■ **SOURCE TEXT**
■ ■ ■ ■

Over the past 12 months, the UK immigration system has seen a number of process and procedural changes as the Home Office drives forward its digitalisation agenda. An increasing number of immigration applications now need to be filed online, while a number of services have been outsourced to commercial partners, including Sopra Steria, TLS and VFS, which has led to a change in how applications are submitted and processed, and the introduction of additional services including the expansion of premium package services to more jurisdictions.

Further, in December 2018, the government published its white paper outlining proposals for a new UK immigration system. The intention is to introduce a single, skills-based immigration system that will be based on the following principles:

  • end of freedom of movement;
  • skills and experience over nationality; and
  • a single immigration system for all nationalities.

The proposals outlined in the white paper include:

  • removal of the annual quota for Tier 2 (General) migrants;
  • removal of the resident labour market test;
  • minimum salary requirement of £30,000 per annum for skilled workers; and
  • introduction of a 12-month visa for low skilled temporary workers.

The Home Office is currently engaging in an intensive 12-month programme of engagement with key stakeholders, including businesses, the public, public sector organisations and educational institutions. The intention is for the new immigration system to be introduced in a phased approach from January 2021.

In March 2019, the Home Office also brought forward some changes to the Immigration Rules with the intention of continuing to attract global talent, while also tightening control around the abuse of the immigration system. This has seen changes to the Tier 1 (Investor) visa category, and the abolishment of the Tier 1 (Graduate Entrepreneur) and Tier 1 (Entrepreneur) categories. In their place, the Home Office has introduced rules that provide skilled business people with access to two new visa routes to set up businesses in the UK. The Start-up visa route has opened to those starting a business for the first time in the UK, while the Innovator visa route is for more experienced business people who have funds to invest in their business.

Brexit continues to dominate the immigration agenda. Although the UK’s exit from the EU is currently pencilled in for 31 October 2019, it is not clear how this will happen. In the interim, the Home Office rolled out the Scheme in March 2019. The deadlines for applications under the Scheme will depend on whether or not the UK leaves with a deal or with no deal. Further, on 29 January 2019, the UK government outlined the no-deal arrangements for EU citizens. The then Home Secretary, Sajid Javid, confirmed the position for EU citizens (including the European Free Trade Association states of Switzerland, Norway, Iceland and Liechtenstein) coming to the UK after 29 March 2019 in the event of a no-deal Brexit.

■ ■ ■ ■

■ **DATA TO EXAMINE**
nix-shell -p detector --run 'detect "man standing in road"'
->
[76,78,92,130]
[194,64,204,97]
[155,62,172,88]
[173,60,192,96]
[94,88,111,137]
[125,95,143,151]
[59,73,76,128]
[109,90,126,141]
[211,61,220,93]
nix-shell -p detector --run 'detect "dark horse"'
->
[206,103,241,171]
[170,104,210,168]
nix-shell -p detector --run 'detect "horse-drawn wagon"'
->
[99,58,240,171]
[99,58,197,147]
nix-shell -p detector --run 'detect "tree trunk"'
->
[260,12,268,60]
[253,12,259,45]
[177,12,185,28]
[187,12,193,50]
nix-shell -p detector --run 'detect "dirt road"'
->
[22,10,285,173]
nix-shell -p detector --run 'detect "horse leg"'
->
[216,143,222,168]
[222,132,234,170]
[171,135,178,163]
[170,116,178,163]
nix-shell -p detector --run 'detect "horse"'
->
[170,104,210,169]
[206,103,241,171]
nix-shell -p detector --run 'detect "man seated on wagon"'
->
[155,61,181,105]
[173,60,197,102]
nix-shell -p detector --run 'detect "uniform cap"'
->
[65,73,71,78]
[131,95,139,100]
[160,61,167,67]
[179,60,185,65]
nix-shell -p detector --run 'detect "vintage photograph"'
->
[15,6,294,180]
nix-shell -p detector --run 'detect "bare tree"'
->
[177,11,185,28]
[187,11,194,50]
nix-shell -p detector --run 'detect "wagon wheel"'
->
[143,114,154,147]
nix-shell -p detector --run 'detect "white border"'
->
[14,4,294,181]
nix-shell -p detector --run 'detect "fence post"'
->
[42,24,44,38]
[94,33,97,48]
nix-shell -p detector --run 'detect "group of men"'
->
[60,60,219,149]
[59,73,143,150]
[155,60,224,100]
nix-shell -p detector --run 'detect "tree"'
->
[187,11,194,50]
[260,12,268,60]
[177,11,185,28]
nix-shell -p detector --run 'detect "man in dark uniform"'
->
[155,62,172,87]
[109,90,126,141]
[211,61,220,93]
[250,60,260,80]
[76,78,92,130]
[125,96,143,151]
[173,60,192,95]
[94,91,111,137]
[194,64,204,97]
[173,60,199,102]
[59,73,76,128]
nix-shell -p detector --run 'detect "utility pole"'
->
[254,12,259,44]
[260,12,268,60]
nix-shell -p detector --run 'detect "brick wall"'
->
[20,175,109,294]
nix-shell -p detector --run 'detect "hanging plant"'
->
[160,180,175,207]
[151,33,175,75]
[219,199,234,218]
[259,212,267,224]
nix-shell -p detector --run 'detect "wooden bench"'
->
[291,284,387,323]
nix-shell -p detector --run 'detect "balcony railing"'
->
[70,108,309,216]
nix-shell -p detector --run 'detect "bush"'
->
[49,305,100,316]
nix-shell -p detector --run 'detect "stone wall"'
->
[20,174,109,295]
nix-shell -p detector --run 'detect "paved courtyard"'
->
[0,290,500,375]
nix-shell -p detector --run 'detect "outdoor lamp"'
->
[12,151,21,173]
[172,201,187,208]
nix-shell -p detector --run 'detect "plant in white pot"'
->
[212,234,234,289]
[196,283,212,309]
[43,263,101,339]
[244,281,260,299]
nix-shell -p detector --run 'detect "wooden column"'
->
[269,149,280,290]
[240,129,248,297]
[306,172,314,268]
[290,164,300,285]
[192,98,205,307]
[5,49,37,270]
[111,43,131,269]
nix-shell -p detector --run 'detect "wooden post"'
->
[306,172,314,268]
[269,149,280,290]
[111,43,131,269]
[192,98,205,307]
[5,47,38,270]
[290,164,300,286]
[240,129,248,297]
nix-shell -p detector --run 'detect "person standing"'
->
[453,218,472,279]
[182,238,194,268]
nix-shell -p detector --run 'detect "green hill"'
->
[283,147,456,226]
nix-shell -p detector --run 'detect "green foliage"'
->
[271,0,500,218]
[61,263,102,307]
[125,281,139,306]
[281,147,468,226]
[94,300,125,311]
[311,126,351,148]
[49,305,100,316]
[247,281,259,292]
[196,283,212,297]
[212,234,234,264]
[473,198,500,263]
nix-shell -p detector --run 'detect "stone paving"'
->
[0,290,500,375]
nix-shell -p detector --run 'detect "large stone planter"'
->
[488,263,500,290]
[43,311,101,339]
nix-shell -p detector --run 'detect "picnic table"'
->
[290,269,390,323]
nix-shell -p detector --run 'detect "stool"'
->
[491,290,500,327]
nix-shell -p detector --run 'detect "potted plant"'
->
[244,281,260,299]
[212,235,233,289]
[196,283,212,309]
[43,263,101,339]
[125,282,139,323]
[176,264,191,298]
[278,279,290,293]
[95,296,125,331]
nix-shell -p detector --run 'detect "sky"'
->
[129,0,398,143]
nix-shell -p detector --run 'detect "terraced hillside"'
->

■ ■ ■ ■

■ **YOUR OBJECTIVE**
From the UK immigration text, list every proposal it attributes to the December 2018 white paper. The listing comes from a separate source, unrelated to the UK immigration text.

■ **EXPECTED ANSWER**
- removal of the annual quota for Tier 2 (General) migrants
- removal of the resident labour market test
- minimum salary requirement of £30,000 per annum for skilled workers
- introduction of a 12-month visa for low skilled temporary workers